INSTRUÇÃO ESCRITA A:
Pode reproduzir o excerto da página sobre a proibição de livros, desde "A prática de" até "escolares e públicas.", inclusive, substituindo "livros" por "obras"?
------ EXCERTO DA PÁGINA ------
A prática de banir livros não é uma novidade nos EUA, mas nos últimos anos a Associação Americana de Bibliotecas (AAB), responsável por monitorizar este tipo de atividade, registou um significativo aumento nas tentativas de remover livros não apenas dos planos de leitura dentro das aulas, mas também das bibliotecas escolares e públicas.
A tentativa de remoção de livros é uma prática conhecida, em inglês, como “challenges to books”, que traduzimos, em português, para desafios aos livros e consiste, segundo a AAB, em “qualquer tentativa de remover ou restringir materiais ou serviços com base no seu conteúdo”. O efetivo ato de banir corresponde à “remoção de material ou cancelamento de serviços com base no conteúdo”.
O ano de 2021 terminou com manchetes de jornais em todo o país a anunciar desafios impostos a cada vez mais livros e uma luta crescente entre grupos conservadores, que exigem assumir o controlo sobre as leituras dos seus filhos no meio escolar, e grupos que se declaram contra esta “censura”, palavra escolhida pelos mesmos para definir o comportamento de remoção de literatura.
De acordo com a diretora da AAB, Deborah Caldwell-Stone, a AAB recebeu, em 2020, 156 desafios de livros, um número reduzido quando comparado com os 330 desafios de livros que surgiram apenas nos últimos três meses de 2021. “É um volume de desafios que nunca vi no meu tempo na AAB – nos últimos 20 anos. Nunca tivemos um momento em que recebemos quatro ou cinco relatórios por dia durante dias a fio, às vezes até oito num dia”, conta ao The Guardian.
------ MATERIAL DE ENTRADA ------
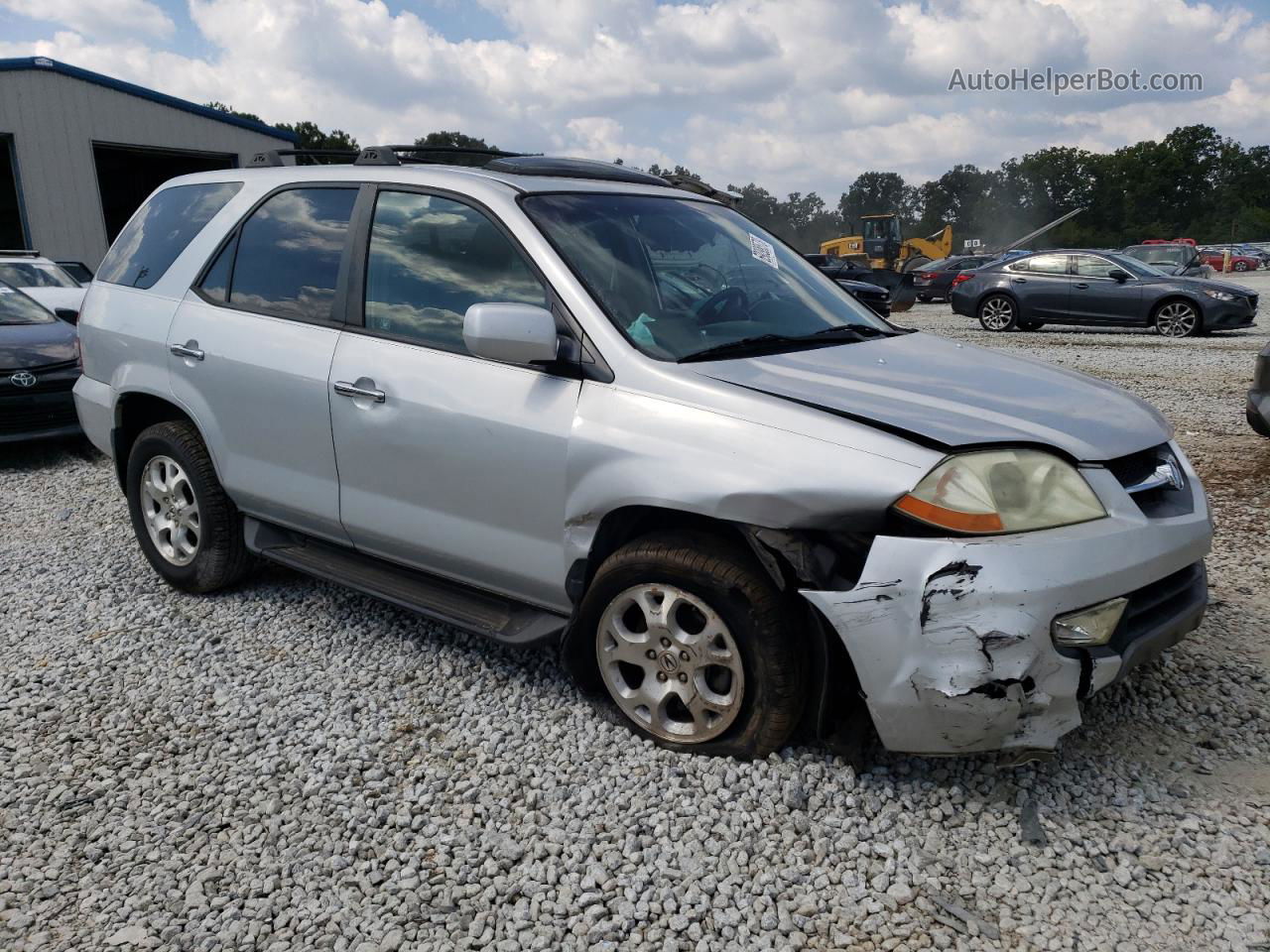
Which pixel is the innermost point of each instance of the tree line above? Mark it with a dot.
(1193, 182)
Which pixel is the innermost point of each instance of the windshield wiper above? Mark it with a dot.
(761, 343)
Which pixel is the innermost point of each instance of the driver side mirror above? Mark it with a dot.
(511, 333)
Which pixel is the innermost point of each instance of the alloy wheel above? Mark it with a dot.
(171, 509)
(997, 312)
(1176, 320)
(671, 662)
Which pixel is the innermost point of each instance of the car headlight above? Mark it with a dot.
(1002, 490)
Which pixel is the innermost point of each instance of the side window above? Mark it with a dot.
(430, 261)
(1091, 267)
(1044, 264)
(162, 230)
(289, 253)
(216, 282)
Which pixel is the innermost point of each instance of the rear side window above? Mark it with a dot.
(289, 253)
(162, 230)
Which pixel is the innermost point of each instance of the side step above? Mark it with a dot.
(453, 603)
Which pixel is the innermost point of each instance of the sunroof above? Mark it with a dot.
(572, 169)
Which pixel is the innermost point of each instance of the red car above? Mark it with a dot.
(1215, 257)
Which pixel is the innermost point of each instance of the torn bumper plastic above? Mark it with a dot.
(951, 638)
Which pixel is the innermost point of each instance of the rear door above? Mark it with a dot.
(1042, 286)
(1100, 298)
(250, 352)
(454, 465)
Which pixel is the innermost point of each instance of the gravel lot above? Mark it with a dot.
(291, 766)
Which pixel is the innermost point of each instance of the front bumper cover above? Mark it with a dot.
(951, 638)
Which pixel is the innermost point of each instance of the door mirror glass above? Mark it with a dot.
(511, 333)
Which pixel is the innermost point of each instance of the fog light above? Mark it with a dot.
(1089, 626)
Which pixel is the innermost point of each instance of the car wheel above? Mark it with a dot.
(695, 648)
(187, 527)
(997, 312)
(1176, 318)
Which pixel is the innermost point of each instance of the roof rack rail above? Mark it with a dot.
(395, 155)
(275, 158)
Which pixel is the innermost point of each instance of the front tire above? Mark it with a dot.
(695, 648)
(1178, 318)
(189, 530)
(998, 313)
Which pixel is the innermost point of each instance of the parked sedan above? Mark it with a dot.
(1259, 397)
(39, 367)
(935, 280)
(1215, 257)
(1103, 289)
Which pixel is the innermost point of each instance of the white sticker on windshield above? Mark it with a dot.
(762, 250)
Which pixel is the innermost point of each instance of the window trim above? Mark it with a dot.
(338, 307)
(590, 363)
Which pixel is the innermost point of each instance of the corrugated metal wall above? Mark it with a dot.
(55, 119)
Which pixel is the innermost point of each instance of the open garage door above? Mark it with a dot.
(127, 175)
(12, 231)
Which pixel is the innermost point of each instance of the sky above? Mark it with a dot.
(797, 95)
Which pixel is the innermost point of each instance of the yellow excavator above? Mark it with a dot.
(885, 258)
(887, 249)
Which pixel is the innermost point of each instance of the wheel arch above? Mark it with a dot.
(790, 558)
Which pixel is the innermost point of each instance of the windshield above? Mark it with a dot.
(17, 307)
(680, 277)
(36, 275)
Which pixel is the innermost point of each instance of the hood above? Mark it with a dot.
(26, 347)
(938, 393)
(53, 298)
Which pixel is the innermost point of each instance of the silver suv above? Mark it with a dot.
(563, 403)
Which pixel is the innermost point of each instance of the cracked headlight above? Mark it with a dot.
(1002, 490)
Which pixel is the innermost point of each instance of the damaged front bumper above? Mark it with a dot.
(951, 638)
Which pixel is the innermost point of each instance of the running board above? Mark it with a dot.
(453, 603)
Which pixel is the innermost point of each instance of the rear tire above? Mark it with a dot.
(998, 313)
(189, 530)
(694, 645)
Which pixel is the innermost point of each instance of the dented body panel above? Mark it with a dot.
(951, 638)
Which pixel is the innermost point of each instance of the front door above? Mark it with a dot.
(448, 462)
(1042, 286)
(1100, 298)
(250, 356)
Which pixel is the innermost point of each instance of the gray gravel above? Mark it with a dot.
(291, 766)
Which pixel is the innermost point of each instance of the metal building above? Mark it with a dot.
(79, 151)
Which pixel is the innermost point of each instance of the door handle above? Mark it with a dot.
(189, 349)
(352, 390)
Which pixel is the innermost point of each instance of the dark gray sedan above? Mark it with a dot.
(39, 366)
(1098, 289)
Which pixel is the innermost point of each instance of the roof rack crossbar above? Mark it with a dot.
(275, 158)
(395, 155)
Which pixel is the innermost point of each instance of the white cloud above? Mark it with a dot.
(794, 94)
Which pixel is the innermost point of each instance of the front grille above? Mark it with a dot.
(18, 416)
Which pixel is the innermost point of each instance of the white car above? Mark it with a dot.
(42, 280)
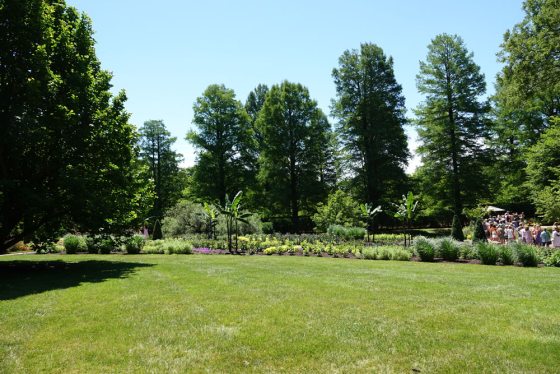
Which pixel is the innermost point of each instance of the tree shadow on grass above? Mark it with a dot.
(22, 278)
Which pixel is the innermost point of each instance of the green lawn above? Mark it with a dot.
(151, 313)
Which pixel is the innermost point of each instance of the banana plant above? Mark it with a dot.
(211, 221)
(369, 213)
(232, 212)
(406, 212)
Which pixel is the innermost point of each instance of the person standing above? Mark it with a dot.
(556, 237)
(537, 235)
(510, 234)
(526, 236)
------
------ MATERIAL DE ENTRADA ------
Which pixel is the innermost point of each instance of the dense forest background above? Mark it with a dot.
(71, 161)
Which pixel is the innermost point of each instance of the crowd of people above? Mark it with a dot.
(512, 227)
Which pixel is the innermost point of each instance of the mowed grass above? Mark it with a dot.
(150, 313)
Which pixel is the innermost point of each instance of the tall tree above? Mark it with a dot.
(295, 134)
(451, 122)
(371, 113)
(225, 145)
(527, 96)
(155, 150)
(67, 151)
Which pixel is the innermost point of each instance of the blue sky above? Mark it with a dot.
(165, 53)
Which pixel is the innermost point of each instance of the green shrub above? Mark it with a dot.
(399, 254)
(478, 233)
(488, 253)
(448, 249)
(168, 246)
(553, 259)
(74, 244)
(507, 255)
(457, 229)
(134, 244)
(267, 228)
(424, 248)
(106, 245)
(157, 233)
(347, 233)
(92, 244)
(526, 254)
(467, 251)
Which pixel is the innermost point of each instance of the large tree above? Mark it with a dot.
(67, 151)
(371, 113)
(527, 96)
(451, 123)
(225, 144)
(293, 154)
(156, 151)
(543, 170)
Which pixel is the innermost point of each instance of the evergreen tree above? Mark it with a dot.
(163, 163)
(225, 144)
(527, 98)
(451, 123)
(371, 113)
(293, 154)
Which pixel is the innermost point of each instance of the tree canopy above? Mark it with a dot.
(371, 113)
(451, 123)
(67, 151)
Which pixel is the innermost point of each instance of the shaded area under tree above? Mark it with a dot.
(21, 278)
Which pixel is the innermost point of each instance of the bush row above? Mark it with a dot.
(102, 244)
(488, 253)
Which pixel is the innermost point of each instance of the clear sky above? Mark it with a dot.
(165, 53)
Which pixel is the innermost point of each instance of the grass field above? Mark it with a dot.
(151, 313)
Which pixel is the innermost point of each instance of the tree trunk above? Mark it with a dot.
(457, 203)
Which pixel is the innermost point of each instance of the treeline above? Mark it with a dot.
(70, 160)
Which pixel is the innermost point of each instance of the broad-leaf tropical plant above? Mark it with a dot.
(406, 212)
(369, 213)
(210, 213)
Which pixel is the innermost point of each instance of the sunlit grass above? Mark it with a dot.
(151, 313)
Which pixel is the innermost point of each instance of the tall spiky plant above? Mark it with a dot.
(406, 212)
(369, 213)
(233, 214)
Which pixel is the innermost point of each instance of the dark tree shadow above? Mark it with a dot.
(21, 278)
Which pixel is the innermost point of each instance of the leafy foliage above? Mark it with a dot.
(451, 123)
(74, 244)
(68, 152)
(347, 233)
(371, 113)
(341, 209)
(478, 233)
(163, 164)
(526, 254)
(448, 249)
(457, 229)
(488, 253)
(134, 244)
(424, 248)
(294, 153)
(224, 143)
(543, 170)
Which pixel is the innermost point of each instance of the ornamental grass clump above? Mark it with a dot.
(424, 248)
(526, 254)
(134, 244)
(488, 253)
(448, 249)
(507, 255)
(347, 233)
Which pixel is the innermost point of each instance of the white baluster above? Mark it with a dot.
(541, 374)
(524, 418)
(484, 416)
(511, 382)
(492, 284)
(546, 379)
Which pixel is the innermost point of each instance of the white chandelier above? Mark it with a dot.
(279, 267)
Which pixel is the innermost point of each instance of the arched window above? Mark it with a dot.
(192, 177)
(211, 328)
------
INSTRUÇÃO ESCRITA B:
Pode devolver, sem qualquer alteração, as linhas da listagem desde a linha que contém "cover above? Mark it with a dot." até à linha que contém "(1089, 626)", inclusive?

RESULTADO A:
A prática de banir obras não é uma novidade nos EUA, mas nos últimos anos a Associação Americana de Bibliotecas (AAB), responsável por monitorizar este tipo de atividade, registou um significativo aumento nas tentativas de remover obras não apenas dos planos de leitura dentro das aulas, mas também das bibliotecas escolares e públicas.

RESULTADO B:
Which pixel is the innermost point of each instance of the front bumper cover above? Mark it with a dot.
(951, 638)
Which pixel is the innermost point of each instance of the door mirror glass above? Mark it with a dot.
(511, 333)
Which pixel is the innermost point of each instance of the fog light above? Mark it with a dot.
(1089, 626)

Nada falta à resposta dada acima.